• **Stored data**:
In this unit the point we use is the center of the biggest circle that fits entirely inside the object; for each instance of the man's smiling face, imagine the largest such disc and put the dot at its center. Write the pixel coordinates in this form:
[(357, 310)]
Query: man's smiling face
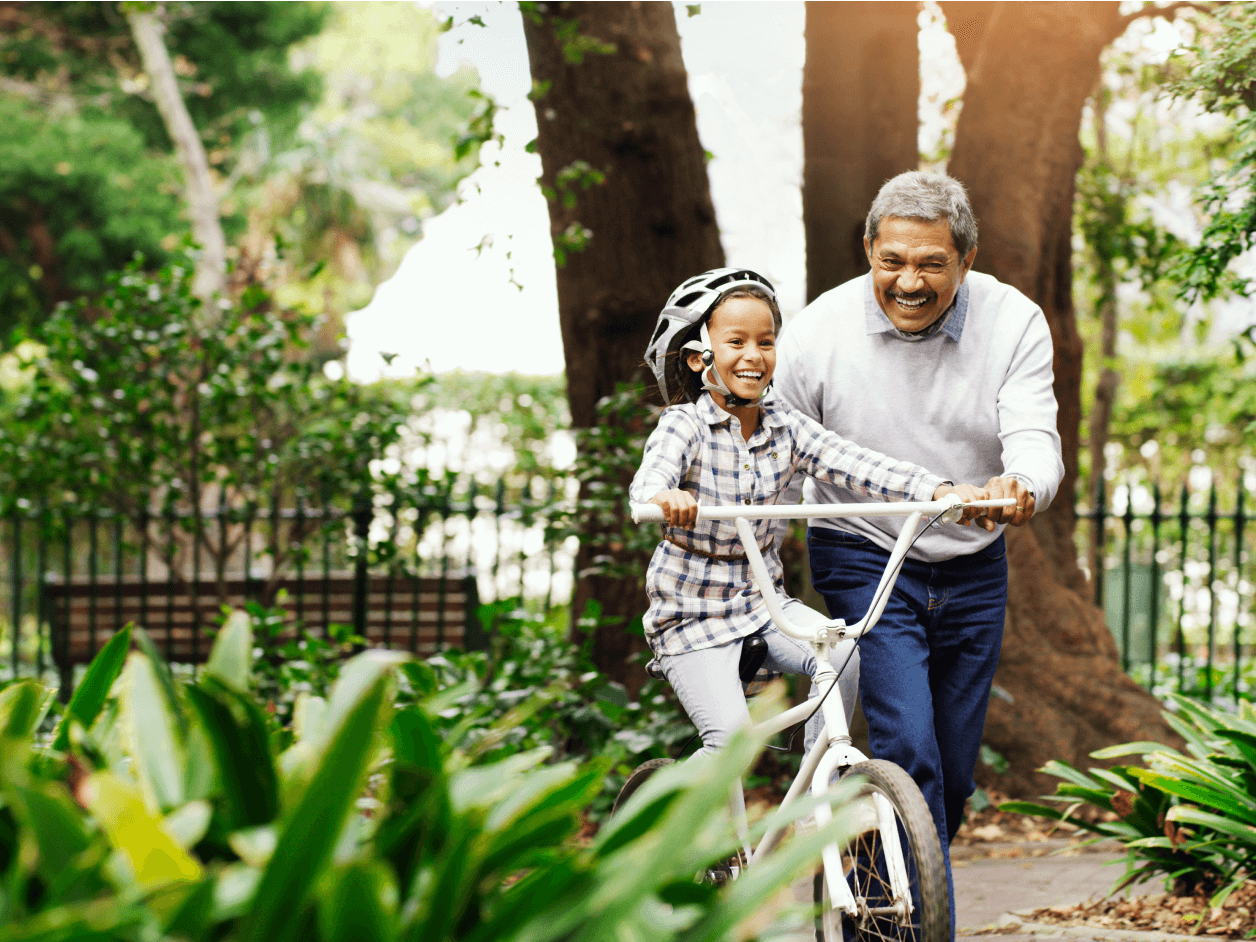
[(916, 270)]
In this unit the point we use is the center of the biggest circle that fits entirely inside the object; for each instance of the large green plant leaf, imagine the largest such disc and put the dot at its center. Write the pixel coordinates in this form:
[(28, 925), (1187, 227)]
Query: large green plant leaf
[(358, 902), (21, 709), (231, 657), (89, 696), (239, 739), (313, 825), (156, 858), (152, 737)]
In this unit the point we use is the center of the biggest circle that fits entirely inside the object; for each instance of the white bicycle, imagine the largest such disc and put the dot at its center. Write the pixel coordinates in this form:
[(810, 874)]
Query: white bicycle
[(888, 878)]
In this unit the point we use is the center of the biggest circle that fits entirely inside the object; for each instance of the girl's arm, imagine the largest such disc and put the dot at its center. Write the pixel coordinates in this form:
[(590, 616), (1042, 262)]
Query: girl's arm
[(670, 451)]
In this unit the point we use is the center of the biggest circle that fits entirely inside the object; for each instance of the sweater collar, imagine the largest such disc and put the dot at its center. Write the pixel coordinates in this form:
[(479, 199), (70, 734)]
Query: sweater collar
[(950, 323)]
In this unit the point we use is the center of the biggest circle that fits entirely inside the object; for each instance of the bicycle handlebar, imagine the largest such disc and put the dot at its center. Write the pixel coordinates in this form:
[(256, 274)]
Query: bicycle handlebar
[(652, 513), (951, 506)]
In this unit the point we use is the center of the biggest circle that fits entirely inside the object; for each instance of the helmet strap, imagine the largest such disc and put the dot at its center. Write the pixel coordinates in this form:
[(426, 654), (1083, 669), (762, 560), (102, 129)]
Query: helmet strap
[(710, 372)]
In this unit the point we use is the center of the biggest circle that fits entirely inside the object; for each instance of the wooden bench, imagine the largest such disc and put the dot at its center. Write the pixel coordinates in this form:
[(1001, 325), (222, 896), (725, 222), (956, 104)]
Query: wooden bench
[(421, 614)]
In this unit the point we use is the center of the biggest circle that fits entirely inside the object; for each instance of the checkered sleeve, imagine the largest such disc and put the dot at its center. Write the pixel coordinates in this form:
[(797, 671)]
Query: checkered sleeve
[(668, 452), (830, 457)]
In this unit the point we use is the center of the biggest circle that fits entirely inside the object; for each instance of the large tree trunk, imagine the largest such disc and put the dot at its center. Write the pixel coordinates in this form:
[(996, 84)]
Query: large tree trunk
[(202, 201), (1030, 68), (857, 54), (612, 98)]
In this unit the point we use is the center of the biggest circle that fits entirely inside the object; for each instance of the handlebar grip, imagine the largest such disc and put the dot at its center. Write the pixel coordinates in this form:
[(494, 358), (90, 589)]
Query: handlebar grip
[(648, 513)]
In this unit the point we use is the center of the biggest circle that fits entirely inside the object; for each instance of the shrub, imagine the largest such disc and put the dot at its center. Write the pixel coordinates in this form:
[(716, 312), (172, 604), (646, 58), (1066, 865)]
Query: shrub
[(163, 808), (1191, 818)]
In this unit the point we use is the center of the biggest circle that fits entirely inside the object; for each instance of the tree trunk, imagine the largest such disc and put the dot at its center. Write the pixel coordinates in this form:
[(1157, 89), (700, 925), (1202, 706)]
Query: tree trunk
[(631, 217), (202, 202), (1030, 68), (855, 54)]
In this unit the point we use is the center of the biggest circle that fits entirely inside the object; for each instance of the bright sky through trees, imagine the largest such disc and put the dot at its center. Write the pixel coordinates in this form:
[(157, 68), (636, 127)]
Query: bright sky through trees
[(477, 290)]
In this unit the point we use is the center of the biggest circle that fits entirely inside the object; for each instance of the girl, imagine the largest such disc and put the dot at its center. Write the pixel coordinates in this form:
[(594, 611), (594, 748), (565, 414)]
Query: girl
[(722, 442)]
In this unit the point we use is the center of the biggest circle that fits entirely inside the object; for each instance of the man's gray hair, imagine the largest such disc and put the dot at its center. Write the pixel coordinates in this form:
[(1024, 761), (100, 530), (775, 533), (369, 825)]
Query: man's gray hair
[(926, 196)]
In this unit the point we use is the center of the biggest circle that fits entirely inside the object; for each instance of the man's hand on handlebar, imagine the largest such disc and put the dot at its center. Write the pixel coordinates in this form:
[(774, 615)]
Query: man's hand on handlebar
---
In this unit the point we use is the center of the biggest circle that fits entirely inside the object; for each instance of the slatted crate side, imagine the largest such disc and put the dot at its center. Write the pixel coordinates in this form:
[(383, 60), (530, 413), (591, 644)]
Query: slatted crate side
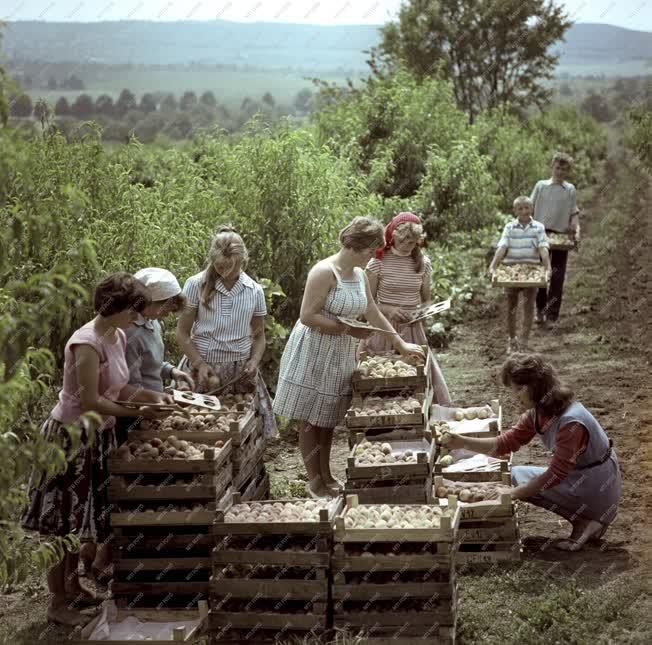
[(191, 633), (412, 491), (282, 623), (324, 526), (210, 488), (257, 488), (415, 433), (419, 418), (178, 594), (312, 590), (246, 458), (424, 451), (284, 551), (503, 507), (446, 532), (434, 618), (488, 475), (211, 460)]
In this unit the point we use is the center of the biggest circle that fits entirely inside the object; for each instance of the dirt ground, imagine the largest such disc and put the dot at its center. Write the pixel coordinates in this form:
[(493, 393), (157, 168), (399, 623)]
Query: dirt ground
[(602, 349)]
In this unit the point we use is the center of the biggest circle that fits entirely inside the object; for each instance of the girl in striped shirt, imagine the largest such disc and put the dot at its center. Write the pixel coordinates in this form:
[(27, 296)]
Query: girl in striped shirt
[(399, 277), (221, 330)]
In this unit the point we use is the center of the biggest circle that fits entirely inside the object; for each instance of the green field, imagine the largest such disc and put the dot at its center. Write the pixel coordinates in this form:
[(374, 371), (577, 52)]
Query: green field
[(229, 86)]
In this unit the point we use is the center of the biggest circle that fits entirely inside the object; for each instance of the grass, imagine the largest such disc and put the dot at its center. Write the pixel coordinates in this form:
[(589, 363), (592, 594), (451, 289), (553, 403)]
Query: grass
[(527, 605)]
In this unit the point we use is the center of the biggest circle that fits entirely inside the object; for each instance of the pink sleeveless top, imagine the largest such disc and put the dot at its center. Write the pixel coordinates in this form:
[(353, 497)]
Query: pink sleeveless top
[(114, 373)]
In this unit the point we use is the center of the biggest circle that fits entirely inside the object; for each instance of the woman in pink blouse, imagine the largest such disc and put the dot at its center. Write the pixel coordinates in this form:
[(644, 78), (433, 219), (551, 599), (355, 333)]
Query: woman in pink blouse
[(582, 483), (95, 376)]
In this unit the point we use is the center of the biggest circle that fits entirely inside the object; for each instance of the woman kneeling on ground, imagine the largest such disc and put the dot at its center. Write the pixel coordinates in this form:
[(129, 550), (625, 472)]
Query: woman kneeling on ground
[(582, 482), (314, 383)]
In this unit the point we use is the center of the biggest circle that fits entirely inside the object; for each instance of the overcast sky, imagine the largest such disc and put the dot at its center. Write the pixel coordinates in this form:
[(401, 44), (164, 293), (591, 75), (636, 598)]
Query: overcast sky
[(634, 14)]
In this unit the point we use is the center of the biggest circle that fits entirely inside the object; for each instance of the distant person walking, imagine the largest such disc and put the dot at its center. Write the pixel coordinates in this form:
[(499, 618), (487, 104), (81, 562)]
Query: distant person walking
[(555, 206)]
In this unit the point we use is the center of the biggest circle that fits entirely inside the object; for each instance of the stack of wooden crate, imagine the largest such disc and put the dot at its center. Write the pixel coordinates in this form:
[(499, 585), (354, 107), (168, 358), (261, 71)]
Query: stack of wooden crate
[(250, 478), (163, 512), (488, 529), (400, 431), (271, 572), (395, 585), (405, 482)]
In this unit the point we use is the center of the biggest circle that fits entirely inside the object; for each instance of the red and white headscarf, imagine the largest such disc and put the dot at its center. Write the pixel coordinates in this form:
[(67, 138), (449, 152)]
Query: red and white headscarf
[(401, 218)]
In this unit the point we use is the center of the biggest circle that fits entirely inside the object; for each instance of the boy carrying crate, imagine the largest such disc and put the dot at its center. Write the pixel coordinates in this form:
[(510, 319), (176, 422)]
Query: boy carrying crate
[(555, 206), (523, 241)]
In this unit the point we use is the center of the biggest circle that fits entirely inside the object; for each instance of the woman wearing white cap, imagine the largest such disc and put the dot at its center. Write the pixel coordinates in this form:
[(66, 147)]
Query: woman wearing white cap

• **EXERCISE BRIEF**:
For every line above with the word "wearing" in it, make a copy.

• **EXERCISE RESPONSE**:
In this unit the point we use is the center of the biggest circle that fits entirely inside the object; for each instance of the woman wearing white cap, imagine the largest such disc and put the dot at its center. Write the pixel coordinates in this form:
Query: woman wearing white cap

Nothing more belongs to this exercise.